| Dataset excerpt |

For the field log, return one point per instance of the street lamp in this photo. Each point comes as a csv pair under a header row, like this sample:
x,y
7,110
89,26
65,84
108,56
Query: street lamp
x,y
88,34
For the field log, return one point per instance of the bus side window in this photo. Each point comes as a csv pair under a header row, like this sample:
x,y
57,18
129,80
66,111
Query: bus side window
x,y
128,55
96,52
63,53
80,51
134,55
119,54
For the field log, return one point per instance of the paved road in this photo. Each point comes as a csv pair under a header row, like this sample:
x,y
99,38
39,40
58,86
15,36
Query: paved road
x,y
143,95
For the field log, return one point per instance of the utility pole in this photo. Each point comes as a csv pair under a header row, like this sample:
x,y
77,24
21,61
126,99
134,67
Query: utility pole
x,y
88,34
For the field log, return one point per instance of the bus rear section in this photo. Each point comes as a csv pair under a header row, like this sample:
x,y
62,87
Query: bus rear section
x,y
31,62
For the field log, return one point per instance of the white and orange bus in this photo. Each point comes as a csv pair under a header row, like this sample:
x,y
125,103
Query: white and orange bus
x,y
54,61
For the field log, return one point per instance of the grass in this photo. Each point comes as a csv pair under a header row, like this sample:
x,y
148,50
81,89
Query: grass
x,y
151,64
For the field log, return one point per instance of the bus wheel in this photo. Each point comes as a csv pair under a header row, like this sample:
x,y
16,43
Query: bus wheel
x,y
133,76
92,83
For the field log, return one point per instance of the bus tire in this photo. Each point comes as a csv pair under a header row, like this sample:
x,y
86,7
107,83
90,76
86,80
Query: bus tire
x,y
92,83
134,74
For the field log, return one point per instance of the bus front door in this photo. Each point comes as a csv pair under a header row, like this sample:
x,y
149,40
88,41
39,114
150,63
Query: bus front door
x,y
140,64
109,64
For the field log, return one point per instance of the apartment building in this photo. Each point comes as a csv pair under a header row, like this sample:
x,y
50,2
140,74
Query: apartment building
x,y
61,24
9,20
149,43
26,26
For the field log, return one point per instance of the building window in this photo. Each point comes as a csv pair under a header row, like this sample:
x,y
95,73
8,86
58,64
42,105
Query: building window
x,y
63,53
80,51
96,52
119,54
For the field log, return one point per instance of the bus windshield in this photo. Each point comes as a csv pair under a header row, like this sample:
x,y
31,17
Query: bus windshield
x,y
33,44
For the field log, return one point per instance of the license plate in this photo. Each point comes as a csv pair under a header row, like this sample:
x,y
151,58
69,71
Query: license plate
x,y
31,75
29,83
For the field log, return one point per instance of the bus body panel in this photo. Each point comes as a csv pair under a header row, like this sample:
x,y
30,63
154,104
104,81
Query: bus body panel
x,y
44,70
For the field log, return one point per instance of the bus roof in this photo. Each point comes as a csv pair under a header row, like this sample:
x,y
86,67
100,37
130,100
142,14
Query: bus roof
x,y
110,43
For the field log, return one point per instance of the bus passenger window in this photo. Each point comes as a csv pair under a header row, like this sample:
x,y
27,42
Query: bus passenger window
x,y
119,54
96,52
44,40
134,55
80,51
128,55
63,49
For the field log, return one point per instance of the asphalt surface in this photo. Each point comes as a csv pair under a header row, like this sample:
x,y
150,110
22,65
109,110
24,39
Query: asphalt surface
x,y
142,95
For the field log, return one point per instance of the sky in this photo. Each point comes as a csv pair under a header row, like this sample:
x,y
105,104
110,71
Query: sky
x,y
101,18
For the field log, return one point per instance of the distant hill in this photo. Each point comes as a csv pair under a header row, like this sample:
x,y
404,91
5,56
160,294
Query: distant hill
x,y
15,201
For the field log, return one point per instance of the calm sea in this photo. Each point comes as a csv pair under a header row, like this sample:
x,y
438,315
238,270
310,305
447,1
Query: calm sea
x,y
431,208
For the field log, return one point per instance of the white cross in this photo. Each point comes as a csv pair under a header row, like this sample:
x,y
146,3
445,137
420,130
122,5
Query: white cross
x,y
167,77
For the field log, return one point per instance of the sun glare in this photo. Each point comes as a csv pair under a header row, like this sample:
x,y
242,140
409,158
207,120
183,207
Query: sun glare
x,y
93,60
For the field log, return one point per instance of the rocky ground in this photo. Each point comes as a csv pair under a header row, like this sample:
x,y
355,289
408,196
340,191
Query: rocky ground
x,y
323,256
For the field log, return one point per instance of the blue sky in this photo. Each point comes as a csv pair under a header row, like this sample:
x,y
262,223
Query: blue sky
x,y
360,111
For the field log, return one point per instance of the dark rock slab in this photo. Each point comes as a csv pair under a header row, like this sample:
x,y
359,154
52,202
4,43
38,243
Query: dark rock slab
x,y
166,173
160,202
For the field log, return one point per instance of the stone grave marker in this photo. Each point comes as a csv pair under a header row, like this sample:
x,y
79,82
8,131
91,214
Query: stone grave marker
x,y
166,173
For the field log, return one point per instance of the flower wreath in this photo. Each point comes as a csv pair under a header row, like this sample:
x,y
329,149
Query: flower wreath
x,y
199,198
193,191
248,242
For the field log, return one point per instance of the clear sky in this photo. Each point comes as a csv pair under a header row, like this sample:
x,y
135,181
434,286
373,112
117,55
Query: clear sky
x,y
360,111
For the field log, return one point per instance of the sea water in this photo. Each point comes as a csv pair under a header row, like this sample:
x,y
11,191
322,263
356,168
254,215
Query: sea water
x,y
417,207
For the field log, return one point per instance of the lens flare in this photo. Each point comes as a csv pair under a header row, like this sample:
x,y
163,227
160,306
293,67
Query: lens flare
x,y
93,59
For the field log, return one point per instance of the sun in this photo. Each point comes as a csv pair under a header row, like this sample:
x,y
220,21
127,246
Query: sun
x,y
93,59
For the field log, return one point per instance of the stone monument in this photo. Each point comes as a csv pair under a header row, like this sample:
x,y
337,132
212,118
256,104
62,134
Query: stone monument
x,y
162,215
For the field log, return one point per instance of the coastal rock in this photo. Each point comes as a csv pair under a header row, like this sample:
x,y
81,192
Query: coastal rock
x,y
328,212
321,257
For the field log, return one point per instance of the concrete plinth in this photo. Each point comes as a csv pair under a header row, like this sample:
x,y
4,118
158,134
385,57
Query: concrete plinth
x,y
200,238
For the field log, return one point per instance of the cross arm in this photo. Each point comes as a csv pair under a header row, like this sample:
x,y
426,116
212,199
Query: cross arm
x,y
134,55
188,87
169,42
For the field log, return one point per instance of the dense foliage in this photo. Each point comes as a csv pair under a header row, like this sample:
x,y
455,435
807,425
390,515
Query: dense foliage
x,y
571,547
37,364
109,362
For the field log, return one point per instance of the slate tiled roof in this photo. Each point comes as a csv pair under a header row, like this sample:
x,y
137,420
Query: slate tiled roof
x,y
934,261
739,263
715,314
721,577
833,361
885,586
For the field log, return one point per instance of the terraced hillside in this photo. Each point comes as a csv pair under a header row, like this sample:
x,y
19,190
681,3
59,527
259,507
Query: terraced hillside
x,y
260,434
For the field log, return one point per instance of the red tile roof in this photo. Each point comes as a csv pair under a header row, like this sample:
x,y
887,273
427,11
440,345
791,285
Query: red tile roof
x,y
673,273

| Task goal |
Repeat the entries above exactly, leaving nothing out.

| Result of this task |
For the field log, return one point per instance of the street lamp in this photo. Each point comes as a csv pair under a header row, like this sample:
x,y
7,110
89,26
65,84
108,56
Query: street lamp
x,y
88,34
For the field log, return one point per instance of the bus side window in this photo. Each point comes as a csv pair under a header row, like this sample:
x,y
57,18
129,80
66,111
Query: bus side window
x,y
128,55
96,52
63,53
80,51
134,55
119,54
For the field log, return one point per instance of the paved road in this photo. Each point comes as a csv pair under a header row, like this sample:
x,y
99,38
39,40
58,86
15,36
Query: paved road
x,y
143,95
For the field log, return one point per instance of the utility pole in this photo. Each point comes as a csv pair under a header row, like this sample:
x,y
77,24
21,61
126,99
134,67
Query: utility pole
x,y
88,34
For the field log, return one point per instance of the bus rear section in this photo. Each point comes as a csv pair under a header row, like this sample:
x,y
62,87
Query: bus rear section
x,y
31,62
For the field log, return one point per instance of the white and orange bus in this photo. Each point comes as a csv pair under a header row, like this sample:
x,y
125,103
Query: white and orange bus
x,y
54,61
For the field log, return one point per instance of the grass in this photo. Each point comes as a csv pair under a header row, like this sample:
x,y
148,50
81,89
Query: grass
x,y
151,64
For the field log, return one point per instance of the bus wheel in this photo. Each point comes as a csv pair under a header row, like this sample:
x,y
16,43
Query: bus wheel
x,y
133,76
92,83
For the field log, return one point per instance of the bus tire in this photo. Each point comes as a csv pair under a header row, like this sample:
x,y
86,7
107,83
90,76
86,80
Query: bus tire
x,y
92,83
134,74
For the field log, return one point per instance of the bus front door in this photo. Each point comes as a csv pair under a header row, like this sample:
x,y
149,40
88,41
39,114
150,63
Query: bus front door
x,y
140,64
109,64
For the field log, return one point per instance of the apartment building in this photo. Each point comes as a csv pair under a header row, like this sample:
x,y
50,2
140,74
Query: apartment building
x,y
61,24
9,20
149,43
26,26
For the field log, return one point per instance of the building window in this photo. Each point comes as a csv pair under a header row, like this sample:
x,y
95,73
8,86
58,64
42,105
Query: building window
x,y
63,53
80,51
96,52
119,54
For the field log, return one point per instance of the bus windshield in this photo. Each point comes as a csv pair under a header row, like this sample:
x,y
31,17
Query: bus windshield
x,y
33,44
For the field log, return one point per instance of the license plate in this photo. Each point comes as a csv pair under a header row, like this sample:
x,y
151,58
69,71
Query: license plate
x,y
31,75
29,83
For the field log, return one point per instance of the bus body panel in this photo. Each point comes as a csv pair under a header row, like this sample:
x,y
30,63
154,104
104,81
Query: bus body panel
x,y
44,70
For the field log, return one point per instance of the bus roof in this photo. Each point comes as a csv pair under a header row, like this sample:
x,y
86,67
100,37
130,100
142,14
Query: bus roof
x,y
110,43
For the field log, return one point per instance of the bus passenger window in this photo. Each point comes as a csv pair under a header row, like this sample:
x,y
27,42
Query: bus passenger window
x,y
119,54
96,52
44,40
134,55
80,51
128,55
63,49
For the field log, return one point per instance of the asphalt surface in this photo. Each point comes as a csv pair under a header row, like this sample:
x,y
150,110
22,65
109,110
24,39
Query: asphalt surface
x,y
142,95
For the field log, return one point per instance of the sky in this photo. Each point comes as a csv pair under a header row, like this sample:
x,y
105,104
110,71
Query: sky
x,y
101,18
For the field log, return one point per instance of the distant hill in this photo. Each point comes as a csv pair under a header row, like this sample:
x,y
404,91
5,56
160,294
Query: distant hill
x,y
15,201
For the field log, return one point per instance of the calm sea in this photo. Each point comes as a csv pair under a header row, like this sample:
x,y
438,315
238,270
310,305
447,1
Query: calm sea
x,y
431,208
For the field log, return one point per instance of the white cross in this photo. Each point comes as a csv pair under a header row, like this sample:
x,y
146,3
445,137
420,130
122,5
Query: white cross
x,y
167,77
For the field log, return one point per instance of the sun glare in this photo. Each point comes as a csv pair under a header row, like this sample:
x,y
242,140
409,158
207,120
183,207
Query: sun glare
x,y
93,60
For the field log, return one point per instance of the rocky ground in this photo. Each point comes as a csv pair under a header row, like this sample:
x,y
355,289
408,196
340,191
Query: rocky ground
x,y
323,256
For the field log, return one point per instance of the blue sky in this photo. Each point comes as a csv pair under a header row, like this sample:
x,y
262,223
Query: blue sky
x,y
360,111
For the field log, return one point per instance of the dark rock slab in this photo. Each point comes as a csv pair under a header row, like this sample:
x,y
359,154
52,202
4,43
38,243
Query: dark rock slab
x,y
166,173
160,202
For the field log, return one point per instance of the stone grave marker in this photo. Each point comes as a csv pair under a header row, like this sample:
x,y
79,82
8,131
91,214
Query: stone grave marker
x,y
166,173
For the field log, return one point per instance of the flower wreath in this photo. Each point comes as a csv pair under a header row, like this sample:
x,y
329,149
Query: flower wreath
x,y
199,198
193,191
248,242
For the field log, return one point per instance of the clear sky in this photo. Each point comes as a csv pair under a header row, like this sample:
x,y
135,181
434,286
373,112
117,55
Query: clear sky
x,y
360,111
For the field log, return one point per instance of the sea water in this photo. Each point comes as a csv pair under a header row, like this sample:
x,y
11,191
322,263
356,168
254,215
Query: sea water
x,y
417,207
For the field log, return one point per instance of the lens flare in this photo. Each point comes as a csv pair under a header row, like this sample:
x,y
163,227
160,306
293,67
Query: lens flare
x,y
93,59
For the field log, return one point per instance of the sun in this photo. Each point comes as a csv pair under a header row, like this sample:
x,y
220,21
127,246
Query: sun
x,y
93,59
For the field log, return one point per instance of the stone monument in this photo. Each point comes as a csv pair under a header row, like this sample:
x,y
337,132
212,118
256,104
62,134
Query: stone monument
x,y
162,215
For the field log, return one point per instance of the coastal rock in this photo. Each point comes as a csv pair under a header row, like this sample:
x,y
81,192
Query: coastal rock
x,y
328,212
321,257
For the field log, return one point per instance of the concrete plinth in this photo. Each point comes as a csv pair under a header row, like this sample:
x,y
4,118
158,134
385,57
Query: concrete plinth
x,y
200,238
For the field log, return one point per instance of the cross arm in this photo. Each point comes as a csv pair under a header row, like this sample:
x,y
426,116
212,199
Query: cross arm
x,y
134,55
188,87
169,42
For the field log, return one point per instance of the dense foliage in this photo. Each point comes as a csv pair under a header row, like this sample:
x,y
455,435
807,425
390,515
Query: dense foliage
x,y
571,547
37,364
109,362
For the field log, return one point per instance of the slate tiled roof in this photo. Each point comes as a csv pair under a header row, like this sample:
x,y
137,420
Query: slate tiled roof
x,y
934,261
739,263
715,314
721,577
833,361
885,586
For the field log, return one point per instance of the terraced hillside in this photo. Each point comes as a csv pair under a header row, like this sample:
x,y
19,190
681,3
59,527
259,507
Query: terraced hillside
x,y
260,434
For the field log, return one point per instance of the red tile roof in this photo. Each point comes as a csv pair under a header row, like this sample:
x,y
887,273
427,11
440,345
791,285
Query: red tile roof
x,y
673,273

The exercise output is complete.